**EXCERPTED TEXT**
Where Did the Coronavirus Come From?
Experts say SARS-CoV-2 originated in bats. That’s also how the coronaviruses behind Middle East respiratory syndrome (MERS) and severe acute respiratory syndrome (SARS) got started.
SARS-CoV-2 made the jump to humans at one of Wuhan’s open-air “wet markets.” They’re where customers buy fresh meat and fish, including animals that are killed on the spot.
Some wet markets sell wild or banned species like cobras, wild boars, and raccoon dogs. Crowded conditions can let viruses from different animals swap genes. Sometimes the virus changes so much it can start to infect and spread among people.
Scientists first identified a human coronavirus in 1965. It caused a common cold. Later that decade, researchers found a group of similar human and animal viruses and named them after their crown-like appearance.

**SUPPLIED RECORDS**
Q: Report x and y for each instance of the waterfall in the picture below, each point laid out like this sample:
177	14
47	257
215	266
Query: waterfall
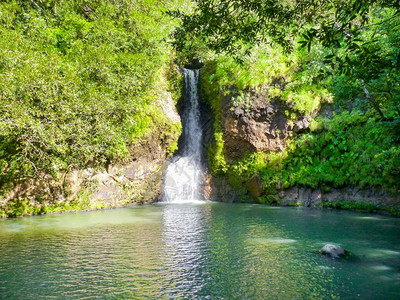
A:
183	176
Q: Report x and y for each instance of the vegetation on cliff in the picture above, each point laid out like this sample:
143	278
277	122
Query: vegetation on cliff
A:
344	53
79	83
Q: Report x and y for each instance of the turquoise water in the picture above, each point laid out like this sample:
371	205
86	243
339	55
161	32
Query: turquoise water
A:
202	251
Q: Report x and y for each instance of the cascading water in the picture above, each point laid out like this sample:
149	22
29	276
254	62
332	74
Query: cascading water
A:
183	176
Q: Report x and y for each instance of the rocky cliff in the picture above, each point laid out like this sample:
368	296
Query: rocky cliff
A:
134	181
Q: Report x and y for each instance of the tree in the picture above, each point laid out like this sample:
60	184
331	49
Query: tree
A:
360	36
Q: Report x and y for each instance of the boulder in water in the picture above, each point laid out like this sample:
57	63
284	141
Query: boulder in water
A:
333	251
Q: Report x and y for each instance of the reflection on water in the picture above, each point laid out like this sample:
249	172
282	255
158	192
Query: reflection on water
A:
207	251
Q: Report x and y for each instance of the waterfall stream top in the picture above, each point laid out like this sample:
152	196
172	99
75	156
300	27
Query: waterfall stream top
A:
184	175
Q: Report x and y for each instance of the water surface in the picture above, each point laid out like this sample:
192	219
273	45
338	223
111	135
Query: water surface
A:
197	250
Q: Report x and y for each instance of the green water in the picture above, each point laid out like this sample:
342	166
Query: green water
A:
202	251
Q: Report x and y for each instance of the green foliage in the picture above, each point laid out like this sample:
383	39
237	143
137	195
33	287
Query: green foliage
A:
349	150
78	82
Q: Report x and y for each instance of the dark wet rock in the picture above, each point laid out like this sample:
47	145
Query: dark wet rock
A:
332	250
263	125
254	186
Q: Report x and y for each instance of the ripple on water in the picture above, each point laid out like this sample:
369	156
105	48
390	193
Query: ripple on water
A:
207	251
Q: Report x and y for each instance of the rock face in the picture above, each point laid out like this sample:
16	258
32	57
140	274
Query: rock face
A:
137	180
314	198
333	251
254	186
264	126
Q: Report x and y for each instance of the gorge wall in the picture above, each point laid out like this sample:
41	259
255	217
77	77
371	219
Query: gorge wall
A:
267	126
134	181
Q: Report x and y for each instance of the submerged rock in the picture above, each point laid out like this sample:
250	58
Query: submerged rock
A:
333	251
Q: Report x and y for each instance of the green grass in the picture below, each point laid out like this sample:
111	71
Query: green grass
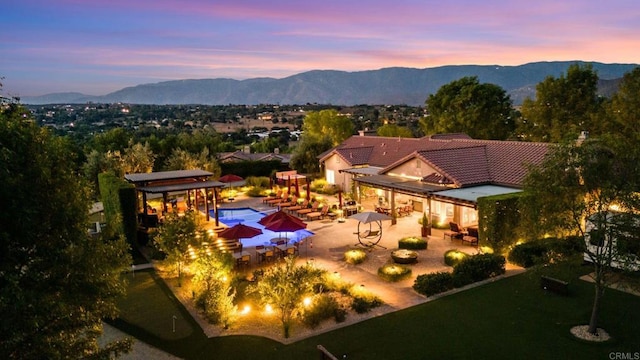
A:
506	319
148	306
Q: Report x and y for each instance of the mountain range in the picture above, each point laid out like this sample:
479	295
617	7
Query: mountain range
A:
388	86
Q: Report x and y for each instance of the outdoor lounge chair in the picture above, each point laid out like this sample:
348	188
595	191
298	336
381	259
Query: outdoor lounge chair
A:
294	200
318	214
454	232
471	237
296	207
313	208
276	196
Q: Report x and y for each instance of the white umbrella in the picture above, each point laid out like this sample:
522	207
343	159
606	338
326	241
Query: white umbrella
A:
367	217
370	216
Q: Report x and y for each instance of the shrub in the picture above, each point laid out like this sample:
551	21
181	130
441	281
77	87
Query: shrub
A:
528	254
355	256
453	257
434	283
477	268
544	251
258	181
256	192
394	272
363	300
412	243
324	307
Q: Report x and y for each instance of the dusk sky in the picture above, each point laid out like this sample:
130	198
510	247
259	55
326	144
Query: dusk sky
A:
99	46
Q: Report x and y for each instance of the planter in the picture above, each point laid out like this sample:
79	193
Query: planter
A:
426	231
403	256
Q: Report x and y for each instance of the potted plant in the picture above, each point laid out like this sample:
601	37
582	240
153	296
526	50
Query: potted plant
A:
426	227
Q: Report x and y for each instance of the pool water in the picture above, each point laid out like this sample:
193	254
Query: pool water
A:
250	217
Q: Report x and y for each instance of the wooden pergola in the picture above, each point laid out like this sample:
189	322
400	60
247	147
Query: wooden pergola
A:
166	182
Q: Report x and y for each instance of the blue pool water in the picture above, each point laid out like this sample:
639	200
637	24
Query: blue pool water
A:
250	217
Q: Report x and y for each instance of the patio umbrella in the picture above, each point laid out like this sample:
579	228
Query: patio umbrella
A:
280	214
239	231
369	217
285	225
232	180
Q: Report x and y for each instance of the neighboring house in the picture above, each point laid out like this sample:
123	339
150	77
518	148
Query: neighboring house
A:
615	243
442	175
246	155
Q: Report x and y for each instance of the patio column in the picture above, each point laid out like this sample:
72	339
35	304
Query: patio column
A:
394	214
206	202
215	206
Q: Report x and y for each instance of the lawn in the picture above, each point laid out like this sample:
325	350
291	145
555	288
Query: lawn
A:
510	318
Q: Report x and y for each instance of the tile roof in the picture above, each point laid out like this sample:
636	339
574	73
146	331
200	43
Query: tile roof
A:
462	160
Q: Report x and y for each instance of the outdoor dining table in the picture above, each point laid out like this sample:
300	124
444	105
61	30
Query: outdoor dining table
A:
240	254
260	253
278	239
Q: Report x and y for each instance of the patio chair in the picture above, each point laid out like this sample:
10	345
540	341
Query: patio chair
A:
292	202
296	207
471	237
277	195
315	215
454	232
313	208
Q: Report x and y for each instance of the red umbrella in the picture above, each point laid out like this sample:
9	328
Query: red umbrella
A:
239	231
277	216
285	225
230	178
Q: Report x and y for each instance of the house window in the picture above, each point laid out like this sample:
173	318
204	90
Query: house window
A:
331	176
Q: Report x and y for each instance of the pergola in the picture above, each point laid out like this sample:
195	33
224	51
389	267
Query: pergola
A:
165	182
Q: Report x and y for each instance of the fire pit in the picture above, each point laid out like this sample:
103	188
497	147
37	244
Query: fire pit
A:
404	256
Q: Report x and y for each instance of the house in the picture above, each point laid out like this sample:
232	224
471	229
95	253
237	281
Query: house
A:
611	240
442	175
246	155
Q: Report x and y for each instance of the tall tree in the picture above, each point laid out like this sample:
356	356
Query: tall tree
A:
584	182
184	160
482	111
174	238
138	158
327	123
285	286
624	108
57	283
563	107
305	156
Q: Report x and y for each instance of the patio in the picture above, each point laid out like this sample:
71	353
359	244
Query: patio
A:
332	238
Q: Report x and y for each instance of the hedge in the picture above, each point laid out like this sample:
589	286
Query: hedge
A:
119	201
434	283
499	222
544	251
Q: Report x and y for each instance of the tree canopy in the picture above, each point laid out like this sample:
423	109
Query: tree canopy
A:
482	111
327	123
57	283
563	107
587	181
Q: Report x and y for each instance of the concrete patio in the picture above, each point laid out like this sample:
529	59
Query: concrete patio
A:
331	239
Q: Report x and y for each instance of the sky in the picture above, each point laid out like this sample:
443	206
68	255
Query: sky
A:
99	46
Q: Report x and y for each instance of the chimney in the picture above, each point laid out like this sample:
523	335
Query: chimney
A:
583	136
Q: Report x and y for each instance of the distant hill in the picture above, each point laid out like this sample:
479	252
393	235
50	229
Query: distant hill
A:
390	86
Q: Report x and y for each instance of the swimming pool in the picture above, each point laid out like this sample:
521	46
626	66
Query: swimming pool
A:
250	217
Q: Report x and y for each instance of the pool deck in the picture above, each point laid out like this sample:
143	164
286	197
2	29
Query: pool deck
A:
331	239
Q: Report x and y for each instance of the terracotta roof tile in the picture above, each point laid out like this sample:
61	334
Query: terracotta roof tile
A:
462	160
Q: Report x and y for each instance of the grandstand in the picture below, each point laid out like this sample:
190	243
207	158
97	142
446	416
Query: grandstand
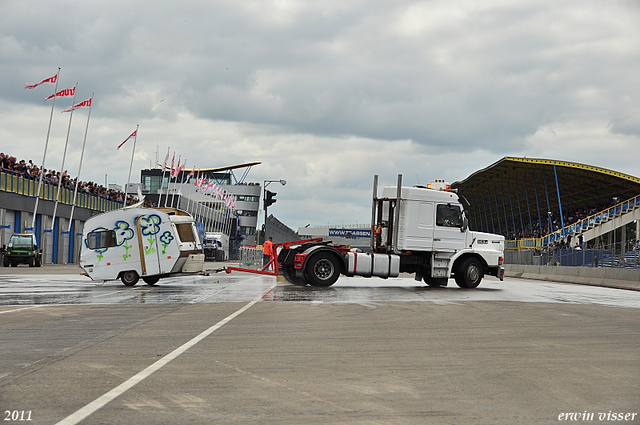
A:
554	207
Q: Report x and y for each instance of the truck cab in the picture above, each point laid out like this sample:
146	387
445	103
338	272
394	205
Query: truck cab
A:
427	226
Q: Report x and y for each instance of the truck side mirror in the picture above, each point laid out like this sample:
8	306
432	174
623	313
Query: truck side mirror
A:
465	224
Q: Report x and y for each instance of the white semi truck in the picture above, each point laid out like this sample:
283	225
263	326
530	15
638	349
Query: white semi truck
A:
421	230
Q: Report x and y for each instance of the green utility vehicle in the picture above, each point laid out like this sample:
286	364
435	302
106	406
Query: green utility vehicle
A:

**TASK BRIEF**
Pick up the text on where the coronavirus came from at its last sentence and keep it going. The rows above have nothing to do with the text on the coronavirus's origin.

**TASK RESULT**
Seven coronaviruses can infect humans. The one that causes SARS emerged in southern China in 2002 and quickly spread to 28 other countries. More than 8,000 people were infected by July 2003, and 774 died. A small outbreak in 2004 involved only four more cases. This coronavirus causes fever, headache, and respiratory problems such as cough and shortness of breath.
MERS started in Saudi Arabia in 2012. Almost all of the nearly 2,500 cases have been in people who live in or travel to the Middle East. This coronavirus is less contagious than its SARS cousin but more deadly, killing 858 people. It has the same respiratory symptoms but can also cause kidney failure.